### TASK TO COMPLETE
Please write out every line of the listing below word for word, leaving out the pictures.

(Records excerpted from a collection)
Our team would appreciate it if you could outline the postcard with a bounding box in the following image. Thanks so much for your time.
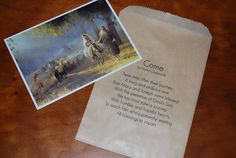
[5,0,141,109]
[76,6,212,158]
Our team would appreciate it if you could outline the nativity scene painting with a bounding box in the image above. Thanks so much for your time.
[5,0,140,109]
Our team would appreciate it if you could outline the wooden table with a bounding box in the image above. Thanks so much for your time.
[0,0,236,158]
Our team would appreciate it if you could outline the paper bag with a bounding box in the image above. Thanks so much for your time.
[76,6,212,158]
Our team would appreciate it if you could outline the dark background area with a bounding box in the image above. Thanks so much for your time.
[0,0,236,158]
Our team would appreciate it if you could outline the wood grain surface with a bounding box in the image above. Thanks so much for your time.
[0,0,236,158]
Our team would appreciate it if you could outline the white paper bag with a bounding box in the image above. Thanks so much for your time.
[76,6,212,158]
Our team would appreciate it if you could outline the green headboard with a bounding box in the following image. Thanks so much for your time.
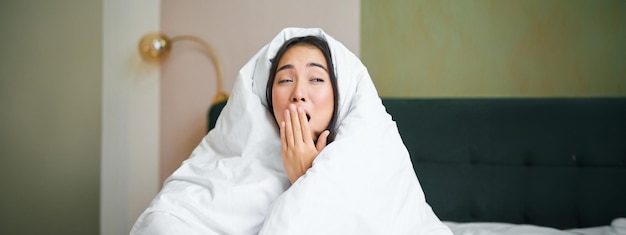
[209,98,626,228]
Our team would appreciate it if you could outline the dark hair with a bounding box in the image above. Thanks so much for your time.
[265,36,339,143]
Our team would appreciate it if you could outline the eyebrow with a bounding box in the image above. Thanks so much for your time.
[276,62,328,72]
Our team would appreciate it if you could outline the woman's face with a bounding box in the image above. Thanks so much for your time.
[272,45,335,141]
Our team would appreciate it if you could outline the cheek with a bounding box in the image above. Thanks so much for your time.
[315,88,335,121]
[272,89,286,124]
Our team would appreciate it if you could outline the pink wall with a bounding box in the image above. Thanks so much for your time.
[160,0,360,182]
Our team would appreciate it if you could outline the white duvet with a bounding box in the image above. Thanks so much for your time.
[131,28,452,235]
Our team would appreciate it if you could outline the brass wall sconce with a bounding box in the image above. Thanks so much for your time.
[139,32,228,104]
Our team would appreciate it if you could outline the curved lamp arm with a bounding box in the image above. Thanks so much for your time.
[139,33,228,104]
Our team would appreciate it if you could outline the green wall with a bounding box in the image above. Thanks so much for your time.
[361,0,626,97]
[0,0,102,235]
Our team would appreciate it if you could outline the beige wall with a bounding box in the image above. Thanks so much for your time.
[160,0,360,184]
[0,0,102,234]
[361,0,626,97]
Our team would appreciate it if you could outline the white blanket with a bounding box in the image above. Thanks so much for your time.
[131,28,452,235]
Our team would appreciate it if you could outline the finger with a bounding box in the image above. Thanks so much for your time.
[289,105,302,146]
[285,109,294,148]
[298,108,313,146]
[280,121,287,152]
[315,130,330,153]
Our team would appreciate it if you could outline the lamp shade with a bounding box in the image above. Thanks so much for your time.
[139,33,172,62]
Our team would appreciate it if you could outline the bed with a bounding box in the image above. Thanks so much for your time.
[209,98,626,234]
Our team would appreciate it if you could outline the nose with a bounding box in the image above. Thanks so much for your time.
[291,84,307,103]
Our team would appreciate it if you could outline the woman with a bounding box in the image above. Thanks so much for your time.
[266,36,338,183]
[131,28,451,234]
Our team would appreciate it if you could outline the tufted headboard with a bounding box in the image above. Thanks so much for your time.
[209,98,626,228]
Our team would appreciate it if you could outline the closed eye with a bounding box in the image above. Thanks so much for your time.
[278,79,293,84]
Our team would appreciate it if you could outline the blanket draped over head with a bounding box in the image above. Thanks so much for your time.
[131,28,451,235]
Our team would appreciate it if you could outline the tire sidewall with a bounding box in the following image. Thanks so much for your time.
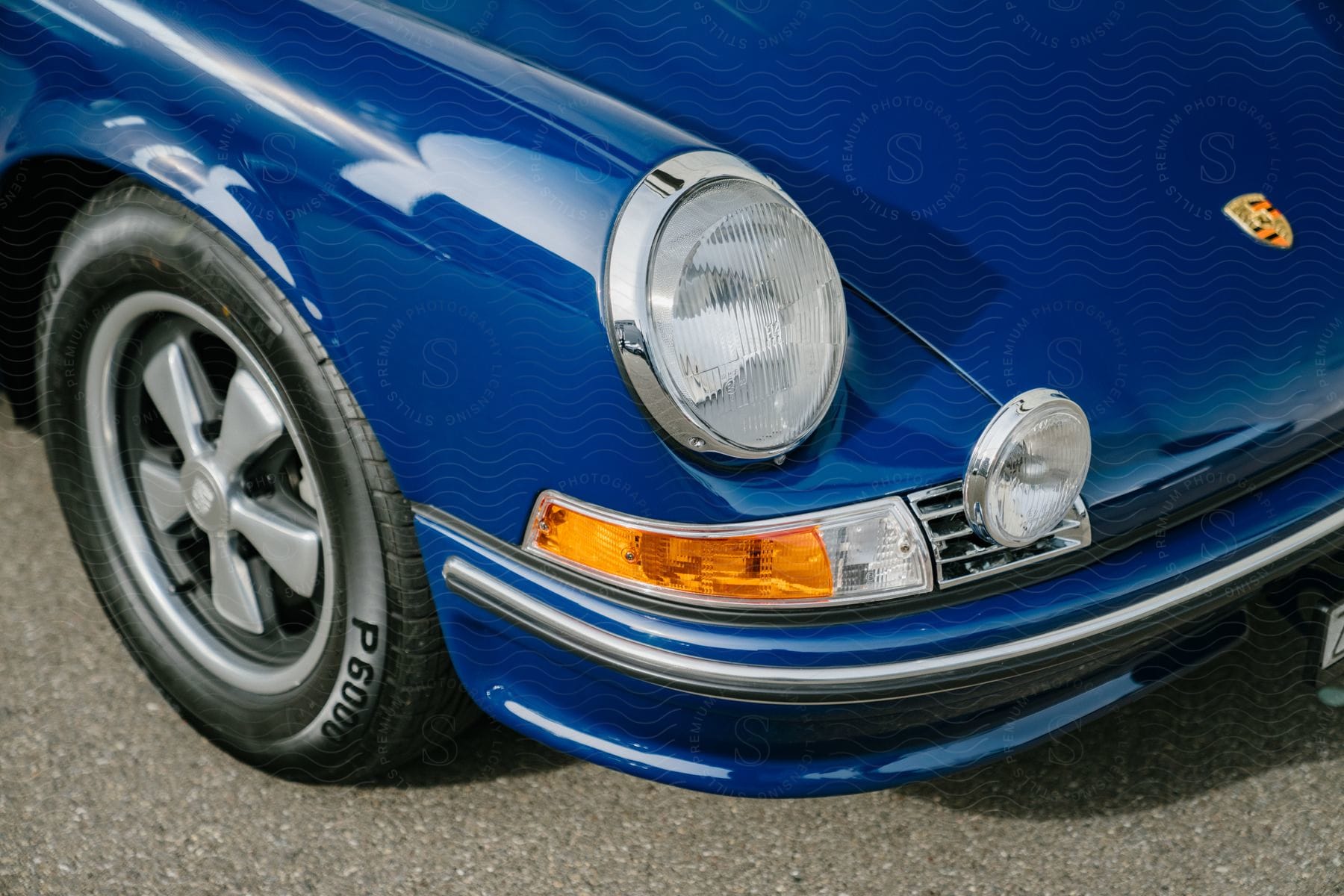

### RESULT FOR THIS EXERCISE
Our team would appreciate it if you could outline the postcard with a bounding box in the following image. Thanks so much for your time.
[5,0,141,109]
[76,6,212,158]
Our team would appreciate it if you could outline the nativity scene painting with a bounding box in the image above. Thanks so much for your time.
[5,0,140,109]
Our team would appreciate it if you could outline the wooden table with a bounding box in the image above. Thanks so much for your time.
[0,0,236,158]
Our team would appreciate it if you could outline the paper bag with a bounding box in the image above. Thanks so much for your time.
[76,6,212,158]
Our team would appreciate it if you could outline the dark background area with a bounding box in the image above. Thanks so much for your time.
[0,0,236,158]
Our team would appreciate it if you could outline the wood grain surface with a bounding box in the image above. Thanks so much for your time.
[0,0,236,158]
Our team would appreciate it if you could outline the white paper bag with a bounding box in the image above. Thanks so much for your time.
[76,6,212,158]
Our team would appreciate it if you could outline the green headboard with a bounding box in the following image. Thanks so much for your time.
[209,98,626,228]
Our team would appreciate it if you could outline the dark hair with a bounding box in the image above. Thanks so much for your time.
[265,36,339,143]
Our team would appreciate it if you could outline the eyebrow with a bounding box in the image above. Thanks so much for your time.
[276,62,328,72]
Our team would appreciate it if you could outline the woman's face with a bounding box in the image above. Thanks so much for your time.
[272,45,335,141]
Our team would appreciate it if you could outline the cheek with a bounding box in the image above. Thanks so much for your time.
[315,88,335,121]
[272,89,286,124]
Our team would appreciate it if you could outline the pink wall with a bounding box in the image above. Thanks so much for your time.
[160,0,360,182]
Our team would appreciate it if you could outline the white duvet with a bounding box in the image above. Thanks so much for your time.
[131,28,452,235]
Our team would appreciate it if you could outline the brass wall sconce with a bounding box in the image above. Thanks so much for your time.
[139,32,228,104]
Our team would appreciate it if you could outline the curved lamp arm with a bounding box in the image above. Thanks so much for your time.
[139,33,228,104]
Our team would appreciate it if you could outline the green wall with a bounding box in the image above. Thanks so much for your time.
[361,0,626,97]
[0,0,102,235]
Our team would appreciate it if you could outline the beige wall with a bounding box in the image above. Thanks so much for your time.
[160,0,360,184]
[0,0,102,234]
[361,0,626,97]
Our team would appreciate it if you could outline the white blanket with a bounding box in the image above. Thanks so much for your time.
[131,28,452,235]
Our team would appreciate it if you could outline the finger with a bounding box in the image above. Thanks so much for your time.
[289,105,302,146]
[285,109,294,148]
[298,108,313,146]
[280,121,287,152]
[315,130,330,153]
Our team would appreciate it if you could outline the lamp shade with a bounding box in the image above. Thanks so much for your time.
[139,33,172,62]
Our team would appreciate it if you could outline the bed with a bounding box in the image above. Thanks so much for your time.
[209,98,626,234]
Our team would appreciate it if you could outline the nose with a bounding box in the image above. Thanks so much for your time.
[291,84,307,103]
Our team would appreciate it if you could outline the woman with a bounding box in the image above. Thanks so much for your time.
[266,36,338,183]
[131,28,451,234]
Our team would appreciate it if you could outline the tufted headboard with a bounding box in the image above. Thanks so much for your time.
[209,98,626,228]
Our team would appreciate it if you could outline the closed eye with a bounding box in the image above. Thanks so much for your time.
[278,79,293,84]
Our team would appreciate it if you could outline the blanket draped over head with a bounding box in the image above. Thanks so much for your time.
[131,28,451,235]
Our team would appreciate it if you could outline the tire sidewall with a bounding box in the following image. Thanks so much for your time.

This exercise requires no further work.